● **DIRECTIVE**
Which rows below contain the string "left", with case counting? List every such row in full.

● **INPUT**
_ _ _ _ _ _ _
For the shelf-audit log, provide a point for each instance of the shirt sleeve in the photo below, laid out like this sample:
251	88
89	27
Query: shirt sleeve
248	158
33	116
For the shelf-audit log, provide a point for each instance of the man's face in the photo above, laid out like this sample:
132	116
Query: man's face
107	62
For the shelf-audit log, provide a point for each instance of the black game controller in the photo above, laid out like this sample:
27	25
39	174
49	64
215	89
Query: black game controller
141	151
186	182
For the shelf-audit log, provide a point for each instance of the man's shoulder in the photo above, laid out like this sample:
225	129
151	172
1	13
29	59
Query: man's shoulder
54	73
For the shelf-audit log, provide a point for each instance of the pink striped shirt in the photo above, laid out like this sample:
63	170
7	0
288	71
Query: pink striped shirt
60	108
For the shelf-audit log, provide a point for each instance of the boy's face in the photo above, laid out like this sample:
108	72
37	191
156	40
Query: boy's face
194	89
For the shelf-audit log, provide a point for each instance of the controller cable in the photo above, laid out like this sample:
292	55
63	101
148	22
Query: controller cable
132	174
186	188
_ _ _ _ _ _ _
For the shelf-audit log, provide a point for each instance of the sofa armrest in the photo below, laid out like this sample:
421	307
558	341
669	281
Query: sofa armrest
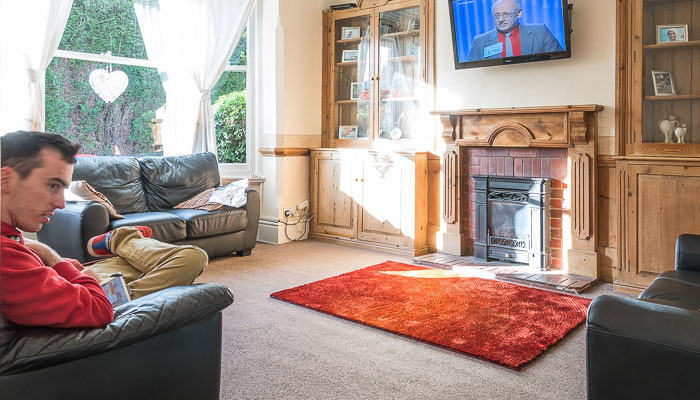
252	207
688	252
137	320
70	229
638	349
_ _ _ _ _ _ _
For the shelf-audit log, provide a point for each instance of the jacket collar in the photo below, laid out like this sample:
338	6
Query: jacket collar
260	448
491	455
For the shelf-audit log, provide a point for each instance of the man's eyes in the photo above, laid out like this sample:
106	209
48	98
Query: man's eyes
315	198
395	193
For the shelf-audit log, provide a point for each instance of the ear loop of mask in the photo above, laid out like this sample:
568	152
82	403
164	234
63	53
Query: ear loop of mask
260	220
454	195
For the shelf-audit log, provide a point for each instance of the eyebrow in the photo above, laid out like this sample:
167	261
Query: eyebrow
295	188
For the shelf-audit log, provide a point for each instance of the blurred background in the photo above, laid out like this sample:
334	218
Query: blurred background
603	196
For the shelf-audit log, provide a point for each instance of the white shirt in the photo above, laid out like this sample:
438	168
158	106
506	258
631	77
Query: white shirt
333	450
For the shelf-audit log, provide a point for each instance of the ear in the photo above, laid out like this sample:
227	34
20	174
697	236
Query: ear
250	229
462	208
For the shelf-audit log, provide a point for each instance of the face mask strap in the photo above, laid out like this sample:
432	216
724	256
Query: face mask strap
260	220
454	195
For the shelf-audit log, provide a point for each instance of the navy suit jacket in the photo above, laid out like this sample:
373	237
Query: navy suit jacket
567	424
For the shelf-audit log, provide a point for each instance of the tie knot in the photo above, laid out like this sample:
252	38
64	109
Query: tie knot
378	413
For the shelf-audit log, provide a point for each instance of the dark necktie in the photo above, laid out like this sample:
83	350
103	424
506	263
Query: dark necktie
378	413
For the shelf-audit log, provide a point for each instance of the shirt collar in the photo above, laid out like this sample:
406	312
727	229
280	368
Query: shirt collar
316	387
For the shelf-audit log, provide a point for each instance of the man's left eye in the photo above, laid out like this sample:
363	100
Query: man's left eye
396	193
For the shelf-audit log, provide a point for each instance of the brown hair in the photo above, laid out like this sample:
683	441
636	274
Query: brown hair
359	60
_ _ _ _ _ _ _
● **SOLUTION**
For the shelf-audit log, provide a point for each instance of the man's left eye in the photo above, laid out like this sample:
Query: man's left eye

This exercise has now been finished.